EXCERPTED PASSAGE>
- - -

Part of the problem can be attributed to longer life expectancies, a smaller working-age population and an increase in the number of retirees. By 2035, the number of Americans 65 and older will increase to more than 78 million from about 56 million today. As a result, more people will be taking money out of the Social Security system -- but there will be fewer people paying into it.
That doesn't mean the program will run out of money entirely, though. Payroll taxes are expected to cover about 76% of scheduled benefits. But, if the 21% funding gap isn't filled, retirees could get lower Social Security payments or workers might need to pay more into the system. If no changes are made, this is what Social Security could look like in the future, according to experts.
If you plan to rely on the program in 2035, keep in mind there's a chance you could receive less in Social Security benefits than you might have expected. If no changes are made to deal with the trust fund shortfall, benefits will have to be reduced by 23%, according to the 2020 annual report from the trust funds' board of trustees.
For many retired adults, that kind of cut in benefits would represent a big financial hit. Social Security provides at least half of the income for 50% of elderly married couples and 70% of elderly single people, according to the Social Security Administration.
Some experts doubt that a big slash in Social Security benefits is forthcoming.
"The ramifications of that event would be beyond traumatic for everyone in the country," said Joseph E. Roseman Jr., a Social Security expert and retirement planner at Retirement Capital Planners. "You've got a national disaster on your hands."
That's why he thinks Congress will step in before 2035 to prevent such a deep cut in benefits. Mary Beth Franklin, a Social Security expert and contributing editor for Investment News, agrees that a big cut in benefits is unlikely.
"As pensions are disappearing, people are relying more on Social Security," she said. Because of the program's popularity, politicians won't want to tinker with benefits for existing retirees and will likely have to find other solutions to the trust fund shortfall.
Even though Social Security isn't expected to run out of money for 15 years, several options for changes have already been floated to deal with the budget shortfall. These options include:
Increasing the wages subject to Social Security taxes
Read on to learn more about the details of each of those proposals and how they would affect Social Security if implemented.
If benefits aren't cut, tax revenue for the program will likely have to increase. One way to do that is to increase the payroll tax rate. Social Security is funded through a 6.2% payroll tax that workers pay, plus another 6.2% that employers pay (self-employed people have to pay the full 12.4%).
If the trust fund reserves become depleted, the payroll tax would need to increase by 3.14 percentage points to increase revenues enough to sustain the program, according to the 2020 annual report from the board of trustees. If nothing is done until 2035, the increase would need to be 4.13%.
However, Roseman doesn't expect Congress to raise the payroll tax to boost trust fund reserves. "There's probably the least appetite for that than anything you can look at," he said. "It's a tax increase."
An increase in the payroll tax rate could take different forms. Currently, the total payroll tax is allocated equally between the employee and the employer. The projected tax increase of 3.14% could be allocated equally among employers and employees or allocated more to the employer to hide the tax hike from taxpayers.

- - -

PROBLEM 1> Reproduce the stretch of the Social Security article from "That doesn't mean" through "funds' board of trustees.".
PROBLEM 2>
Answer these questions from the Social Security article:
(a) By 2035, how many Americans will be 65 and older?
(b) What two roles does the article give for Mary Beth Franklin?
(c) What payroll tax rate do self-employed people have to pay?
PROBLEM 3> Write the next part of the Social Security article, picking up after its final sentence.

RECORD LIST>
- - -

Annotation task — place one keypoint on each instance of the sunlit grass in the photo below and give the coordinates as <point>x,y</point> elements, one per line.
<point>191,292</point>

- - -

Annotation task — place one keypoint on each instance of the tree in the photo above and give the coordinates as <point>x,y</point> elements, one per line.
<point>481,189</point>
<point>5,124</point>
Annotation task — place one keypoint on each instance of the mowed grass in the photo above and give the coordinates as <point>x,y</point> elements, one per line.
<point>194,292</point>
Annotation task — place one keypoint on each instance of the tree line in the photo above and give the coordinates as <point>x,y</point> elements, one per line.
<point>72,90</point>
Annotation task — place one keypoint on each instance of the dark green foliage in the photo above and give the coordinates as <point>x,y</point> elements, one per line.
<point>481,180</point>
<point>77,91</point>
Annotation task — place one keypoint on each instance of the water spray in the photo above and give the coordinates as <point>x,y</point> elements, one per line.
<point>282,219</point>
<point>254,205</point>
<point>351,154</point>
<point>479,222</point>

- - -

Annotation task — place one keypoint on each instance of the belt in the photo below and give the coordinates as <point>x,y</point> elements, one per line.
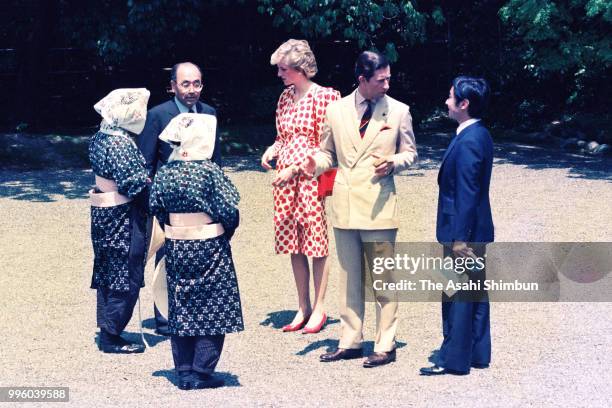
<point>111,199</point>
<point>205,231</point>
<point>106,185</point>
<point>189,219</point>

- - -

WRITTEN ANSWER 1>
That doesn't mean the program will run out of money entirely, though. Payroll taxes are expected to cover about 76% of scheduled benefits. But, if the 21% funding gap isn't filled, retirees could get lower Social Security payments or workers might need to pay more into the system. If no changes are made, this is what Social Security could look like in the future, according to experts.
If you plan to rely on the program in 2035, keep in mind there's a chance you could receive less in Social Security benefits than you might have expected. If no changes are made to deal with the trust fund shortfall, benefits will have to be reduced by 23%, according to the 2020 annual report from the trust funds' board of trustees.

WRITTEN ANSWER 2>
(a) More than 78 million
(b) A Social Security expert and contributing editor for Investment News
(c) The full 12.4%

WRITTEN ANSWER 3>
A legislative proposal called the Social Security 2100 Act from Rep. John Larson (D-Conn.) favors an equal split. It would raise the Social Security tax rate to 7.4% for both the employer and the employee. The bill has gained some support but so far has stalled in Congress, Politico reported.
Another option to increase tax revenue to fund Social Security is to raise the amount of earnings subject to taxation. Only the amount of wages up to the Social Security contribution and benefit base are subject to Social Security taxes. This amount is indexed for inflation, so it was $132,900 in 2019 and is now $137,700 for 2020.
To help the trust fund remain solvent, the taxable wage limit would have to be even higher -- or lifted entirely -- so that all income would be subject to the payroll tax, Franklin said. This change would affect high-income people whose earnings above $137,700 currently escape taxation for Social Security.
Raising the taxable wage limit would only affect people whose wages exceed the current contribution and benefit base. For example, if you make $80,000 per year, you pay Social Security taxes on all of your income, so whether the limit is $130,000, $300,000 or removed entirely, it doesn't affect your payroll taxes.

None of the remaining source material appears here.